Your instructions =
Restate word for word the lines from the one containing "Check that every instance of the yellow wooden" through the end of the listing below, with both ends included.

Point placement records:
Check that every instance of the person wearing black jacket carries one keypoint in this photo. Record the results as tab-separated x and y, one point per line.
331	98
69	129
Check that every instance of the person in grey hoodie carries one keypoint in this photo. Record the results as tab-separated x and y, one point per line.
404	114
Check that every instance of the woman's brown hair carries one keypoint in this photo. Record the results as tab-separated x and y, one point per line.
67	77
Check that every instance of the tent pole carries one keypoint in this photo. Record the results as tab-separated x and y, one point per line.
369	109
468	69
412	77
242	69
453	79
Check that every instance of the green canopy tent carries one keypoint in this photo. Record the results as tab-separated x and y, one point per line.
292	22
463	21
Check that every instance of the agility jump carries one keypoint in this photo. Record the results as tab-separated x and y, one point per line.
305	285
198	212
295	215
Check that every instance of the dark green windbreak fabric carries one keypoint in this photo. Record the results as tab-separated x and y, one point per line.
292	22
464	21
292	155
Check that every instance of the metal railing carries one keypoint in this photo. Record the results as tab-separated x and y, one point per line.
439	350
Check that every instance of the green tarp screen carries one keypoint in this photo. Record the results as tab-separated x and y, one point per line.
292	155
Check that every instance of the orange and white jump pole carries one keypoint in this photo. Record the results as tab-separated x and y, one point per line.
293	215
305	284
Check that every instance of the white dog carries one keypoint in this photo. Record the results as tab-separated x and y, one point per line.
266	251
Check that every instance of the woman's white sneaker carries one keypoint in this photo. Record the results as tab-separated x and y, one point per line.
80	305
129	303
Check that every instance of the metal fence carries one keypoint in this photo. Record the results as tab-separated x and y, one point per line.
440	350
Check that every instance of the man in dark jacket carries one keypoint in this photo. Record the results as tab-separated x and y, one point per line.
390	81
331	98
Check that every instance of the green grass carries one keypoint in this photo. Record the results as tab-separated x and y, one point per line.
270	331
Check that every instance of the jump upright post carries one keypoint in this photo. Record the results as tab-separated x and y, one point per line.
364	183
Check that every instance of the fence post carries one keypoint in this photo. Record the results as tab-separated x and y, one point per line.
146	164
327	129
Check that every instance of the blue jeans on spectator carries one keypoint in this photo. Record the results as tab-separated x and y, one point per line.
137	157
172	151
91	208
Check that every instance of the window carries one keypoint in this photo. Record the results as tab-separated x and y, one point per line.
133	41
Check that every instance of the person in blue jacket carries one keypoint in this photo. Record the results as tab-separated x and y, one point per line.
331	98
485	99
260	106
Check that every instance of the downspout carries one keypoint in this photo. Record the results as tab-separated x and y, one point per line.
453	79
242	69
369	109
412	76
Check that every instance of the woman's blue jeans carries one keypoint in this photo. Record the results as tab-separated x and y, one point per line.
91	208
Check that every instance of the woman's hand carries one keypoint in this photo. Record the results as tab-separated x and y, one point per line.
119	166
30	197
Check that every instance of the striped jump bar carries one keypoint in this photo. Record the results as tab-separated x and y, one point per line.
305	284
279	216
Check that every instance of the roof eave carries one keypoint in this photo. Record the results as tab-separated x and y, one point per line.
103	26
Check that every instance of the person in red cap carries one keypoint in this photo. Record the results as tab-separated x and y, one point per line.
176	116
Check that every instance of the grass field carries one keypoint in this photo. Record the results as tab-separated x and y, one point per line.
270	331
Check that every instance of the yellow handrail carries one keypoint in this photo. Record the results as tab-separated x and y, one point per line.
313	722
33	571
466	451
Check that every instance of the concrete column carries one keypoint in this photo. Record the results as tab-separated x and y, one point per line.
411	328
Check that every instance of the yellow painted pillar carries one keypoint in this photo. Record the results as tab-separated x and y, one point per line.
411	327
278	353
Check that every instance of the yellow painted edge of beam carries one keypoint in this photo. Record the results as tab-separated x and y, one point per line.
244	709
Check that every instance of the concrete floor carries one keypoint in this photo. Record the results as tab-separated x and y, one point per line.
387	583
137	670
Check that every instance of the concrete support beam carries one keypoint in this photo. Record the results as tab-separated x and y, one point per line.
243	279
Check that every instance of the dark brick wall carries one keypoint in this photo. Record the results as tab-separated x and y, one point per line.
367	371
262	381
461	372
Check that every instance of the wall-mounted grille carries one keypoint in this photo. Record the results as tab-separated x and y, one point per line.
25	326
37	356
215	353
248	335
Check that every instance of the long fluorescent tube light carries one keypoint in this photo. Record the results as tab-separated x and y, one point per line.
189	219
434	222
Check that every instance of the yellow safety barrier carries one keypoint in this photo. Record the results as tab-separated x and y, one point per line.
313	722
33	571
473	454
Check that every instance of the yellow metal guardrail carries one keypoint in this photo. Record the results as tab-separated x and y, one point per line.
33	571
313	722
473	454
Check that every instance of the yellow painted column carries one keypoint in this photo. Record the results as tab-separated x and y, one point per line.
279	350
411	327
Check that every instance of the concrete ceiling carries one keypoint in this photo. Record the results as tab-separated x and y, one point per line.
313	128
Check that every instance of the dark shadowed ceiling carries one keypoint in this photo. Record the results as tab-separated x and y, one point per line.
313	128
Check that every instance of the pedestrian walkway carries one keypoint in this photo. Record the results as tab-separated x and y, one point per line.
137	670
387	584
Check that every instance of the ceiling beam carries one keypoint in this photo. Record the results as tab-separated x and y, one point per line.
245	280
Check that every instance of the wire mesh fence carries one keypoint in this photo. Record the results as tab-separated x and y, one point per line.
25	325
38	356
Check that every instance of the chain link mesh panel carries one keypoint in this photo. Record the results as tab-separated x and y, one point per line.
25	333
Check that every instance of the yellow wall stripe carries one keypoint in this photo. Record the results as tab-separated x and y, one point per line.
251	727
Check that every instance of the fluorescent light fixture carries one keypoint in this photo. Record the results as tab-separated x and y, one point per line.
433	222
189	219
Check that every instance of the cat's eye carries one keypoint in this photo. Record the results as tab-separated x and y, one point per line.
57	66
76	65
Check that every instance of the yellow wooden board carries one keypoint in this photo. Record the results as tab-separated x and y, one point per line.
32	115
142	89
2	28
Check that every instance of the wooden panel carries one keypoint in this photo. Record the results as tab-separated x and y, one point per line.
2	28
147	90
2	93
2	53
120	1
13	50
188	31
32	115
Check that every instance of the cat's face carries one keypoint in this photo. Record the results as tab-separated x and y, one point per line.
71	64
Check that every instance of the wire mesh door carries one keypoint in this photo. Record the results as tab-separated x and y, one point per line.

Result =
Check that every instance of the yellow wooden board carries one keypoint in this photo. Record the results as tab-separated x and y, one point per line.
32	115
142	89
2	28
Check that every instance of the wooden panel carries one keypoint in this photo. Record the results as tab-separated x and y, one point per line.
2	28
147	90
2	93
2	53
120	1
13	50
188	31
32	115
Check that every instance of the cat's face carries one keypoint in this photo. Record the results as tab-separated x and y, one point per line.
71	64
Check that every instance of the wire mesh door carries one keypoint in this photo. Record the results as tab-separated x and y, one point per line.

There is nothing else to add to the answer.